▶ [Data]
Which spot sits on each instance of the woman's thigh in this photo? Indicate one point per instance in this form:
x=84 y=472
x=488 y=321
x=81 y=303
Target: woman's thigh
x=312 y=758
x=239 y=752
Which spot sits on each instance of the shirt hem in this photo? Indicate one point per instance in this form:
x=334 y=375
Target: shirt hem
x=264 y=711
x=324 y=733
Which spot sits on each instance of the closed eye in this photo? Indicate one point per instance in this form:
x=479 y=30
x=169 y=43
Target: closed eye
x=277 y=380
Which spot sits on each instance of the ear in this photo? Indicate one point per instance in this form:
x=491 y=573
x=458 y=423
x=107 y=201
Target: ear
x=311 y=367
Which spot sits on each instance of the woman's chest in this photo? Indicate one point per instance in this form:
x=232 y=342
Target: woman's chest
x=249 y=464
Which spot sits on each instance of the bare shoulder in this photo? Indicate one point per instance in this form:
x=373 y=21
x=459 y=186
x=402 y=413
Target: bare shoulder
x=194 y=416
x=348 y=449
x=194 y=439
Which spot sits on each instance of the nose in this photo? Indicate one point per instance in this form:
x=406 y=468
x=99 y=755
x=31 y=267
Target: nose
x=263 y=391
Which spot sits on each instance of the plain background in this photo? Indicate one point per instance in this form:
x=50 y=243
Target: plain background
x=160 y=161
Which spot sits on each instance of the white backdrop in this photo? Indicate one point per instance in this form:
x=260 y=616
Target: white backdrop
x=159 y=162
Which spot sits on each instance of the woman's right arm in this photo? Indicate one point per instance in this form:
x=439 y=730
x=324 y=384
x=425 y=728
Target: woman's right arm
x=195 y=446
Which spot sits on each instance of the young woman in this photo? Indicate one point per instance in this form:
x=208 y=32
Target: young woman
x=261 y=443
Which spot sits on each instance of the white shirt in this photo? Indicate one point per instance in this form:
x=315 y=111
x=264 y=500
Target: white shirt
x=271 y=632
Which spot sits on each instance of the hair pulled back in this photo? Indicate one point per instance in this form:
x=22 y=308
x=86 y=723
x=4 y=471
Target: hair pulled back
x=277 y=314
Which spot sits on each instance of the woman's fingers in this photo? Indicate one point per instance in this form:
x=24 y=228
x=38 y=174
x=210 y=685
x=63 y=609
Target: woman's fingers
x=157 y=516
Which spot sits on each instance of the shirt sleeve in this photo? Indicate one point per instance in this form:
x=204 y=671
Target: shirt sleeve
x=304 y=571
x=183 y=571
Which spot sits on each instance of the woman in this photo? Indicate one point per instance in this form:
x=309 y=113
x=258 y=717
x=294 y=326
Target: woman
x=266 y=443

▶ [Task prompt] Copy out only the lines of the records above from the one with "x=425 y=728" through the one with "x=294 y=326", exactly as they stand, both included.

▶ [Expected output]
x=425 y=728
Target: woman's right arm
x=195 y=446
Which spot sits on each instance of the young woman in this photo? Indicate one point per instance in this form:
x=208 y=32
Target: young woman
x=261 y=443
Which spot sits on each instance of the white shirt in this photo? Indicate one point per instance in this form:
x=315 y=111
x=264 y=500
Target: white shirt
x=271 y=632
Which spot sits on each instance of the hair pulled back in this photo? Indicate one point per instance in this form:
x=22 y=308
x=86 y=723
x=4 y=471
Target: hair pulled back
x=277 y=314
Which spot sits on each instance of the woman's fingers in this photo? Indicate one point per instance in this form:
x=24 y=228
x=38 y=174
x=210 y=685
x=63 y=609
Target: woman's fingers
x=157 y=516
Which spot sits on each instance of the shirt sleeve in this photo? Indicate one point per instance in this form:
x=204 y=671
Target: shirt sleeve
x=304 y=571
x=183 y=571
Which spot sits on each instance of the woman in this photo? Indicate one point per instance in this form:
x=309 y=113
x=258 y=717
x=294 y=326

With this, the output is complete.